• _PROVIDED TEXT_
╭──
Brussels may be one of my most beloved cities visited thus far in Europe. Over a month ago I visited with the family for 24 hours of: walking, drinking, eating. I missed big art exhibition and tour in favor of just hanging out all day with my dad. The gorgeous architecture, the friendly sun, and the european flair served as the exquisite foundation for a day of CULINARY SCORES!
I had clear “culinary” must-dos for this day. First up? Well, 10 am and of course, it’s WAFFLE TIME. Brussels offers them every few blocks or so made up fresh in stands on the side of the road. Almost carnival like….
Taking a bite into this book sized pressed dough ball, well, words fail to even crack at the easyness of the butter, sugar, flour slowly, but with clear articulation, beginning the digestion process.
The theme of the day pressed forward with this bite:
GET IT WHILE IT’S HOT….Not like anything ever tasted.
Next stop? Well, beer, naturally!
Beer! We visited Cantillon Brewery, the oldest brewery in Belgium that continues to use spontaneous fermentation. The ingredients are kept in any open air room in the winter and the yeast FROM THE AIR ferments the liquid. This family still uses organic cereals from the local region, and the result is a “wine beer” … a mixture called Lambic. The beer produced is authentically Belgium, called Guezue (Goo-useh).
╰──
• _RECORDED INFORMATION_
╭──
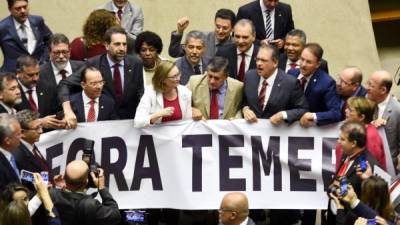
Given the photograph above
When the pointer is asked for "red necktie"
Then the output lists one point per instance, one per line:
(91, 114)
(31, 101)
(117, 83)
(214, 114)
(242, 67)
(119, 14)
(261, 96)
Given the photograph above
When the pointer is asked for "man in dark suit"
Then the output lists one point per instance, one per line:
(352, 139)
(271, 94)
(36, 95)
(22, 34)
(60, 66)
(10, 95)
(241, 55)
(319, 88)
(10, 133)
(284, 101)
(193, 62)
(103, 106)
(234, 210)
(272, 19)
(289, 60)
(349, 84)
(123, 76)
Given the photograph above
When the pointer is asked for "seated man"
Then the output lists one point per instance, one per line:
(234, 210)
(214, 94)
(91, 105)
(77, 207)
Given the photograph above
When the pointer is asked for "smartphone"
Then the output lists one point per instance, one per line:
(27, 176)
(135, 216)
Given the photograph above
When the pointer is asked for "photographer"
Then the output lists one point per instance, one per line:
(77, 207)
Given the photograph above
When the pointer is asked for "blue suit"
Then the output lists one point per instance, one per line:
(322, 98)
(12, 46)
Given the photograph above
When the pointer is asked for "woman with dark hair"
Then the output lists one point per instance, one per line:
(92, 42)
(360, 109)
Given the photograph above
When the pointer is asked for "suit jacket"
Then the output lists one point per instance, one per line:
(229, 52)
(47, 73)
(283, 61)
(283, 19)
(322, 98)
(132, 18)
(132, 87)
(152, 101)
(392, 127)
(201, 99)
(106, 108)
(47, 99)
(12, 46)
(286, 95)
(7, 174)
(187, 70)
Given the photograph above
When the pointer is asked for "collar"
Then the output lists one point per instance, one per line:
(249, 51)
(86, 99)
(67, 68)
(111, 63)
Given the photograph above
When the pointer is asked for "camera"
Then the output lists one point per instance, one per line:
(88, 157)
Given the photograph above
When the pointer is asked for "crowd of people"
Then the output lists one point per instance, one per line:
(254, 65)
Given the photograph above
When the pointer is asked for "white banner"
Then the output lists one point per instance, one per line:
(191, 165)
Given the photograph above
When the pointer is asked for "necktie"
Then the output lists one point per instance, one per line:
(31, 101)
(214, 114)
(261, 95)
(63, 74)
(119, 14)
(14, 165)
(268, 27)
(242, 66)
(91, 113)
(117, 83)
(303, 82)
(40, 159)
(197, 69)
(23, 35)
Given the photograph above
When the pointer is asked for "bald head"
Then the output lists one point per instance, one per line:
(234, 208)
(76, 174)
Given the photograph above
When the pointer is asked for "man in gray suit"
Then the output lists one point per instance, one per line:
(129, 14)
(194, 61)
(234, 210)
(378, 90)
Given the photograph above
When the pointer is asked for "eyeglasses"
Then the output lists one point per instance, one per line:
(175, 77)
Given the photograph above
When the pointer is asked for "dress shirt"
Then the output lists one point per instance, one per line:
(34, 93)
(382, 106)
(121, 70)
(10, 111)
(248, 53)
(29, 34)
(288, 62)
(272, 16)
(221, 98)
(86, 104)
(57, 74)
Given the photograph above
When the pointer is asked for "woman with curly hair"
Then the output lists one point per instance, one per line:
(92, 42)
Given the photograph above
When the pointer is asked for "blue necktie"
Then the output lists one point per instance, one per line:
(14, 165)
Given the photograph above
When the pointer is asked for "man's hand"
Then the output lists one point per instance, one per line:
(249, 115)
(182, 24)
(196, 114)
(307, 120)
(277, 118)
(52, 122)
(98, 181)
(379, 122)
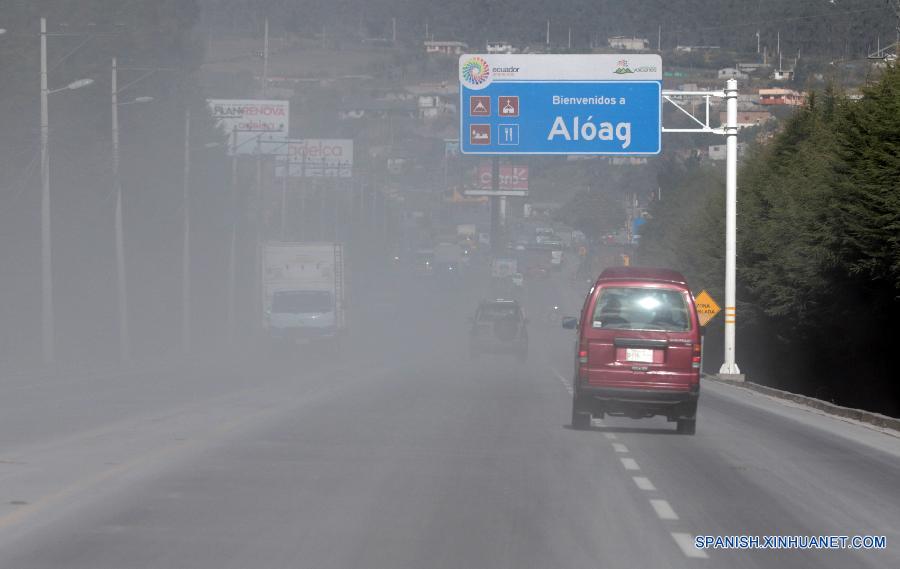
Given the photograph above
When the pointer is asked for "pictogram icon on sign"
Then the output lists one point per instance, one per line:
╰──
• _REQUIRED WORK_
(1) Reproduce the stretch of the Brussels travel post from "Taking a bite" through "Well, beer, naturally!".
(2) In the Brussels travel post, name every ingredient mentioned in the description of biting into the waffle.

• _ANSWERS TO THE PROBLEMS_
(1)
Taking a bite into this book sized pressed dough ball, well, words fail to even crack at the easyness of the butter, sugar, flour slowly, but with clear articulation, beginning the digestion process.
The theme of the day pressed forward with this bite:
GET IT WHILE IT’S HOT….Not like anything ever tasted.
Next stop? Well, beer, naturally!

(2)
- butter
- sugar
- flour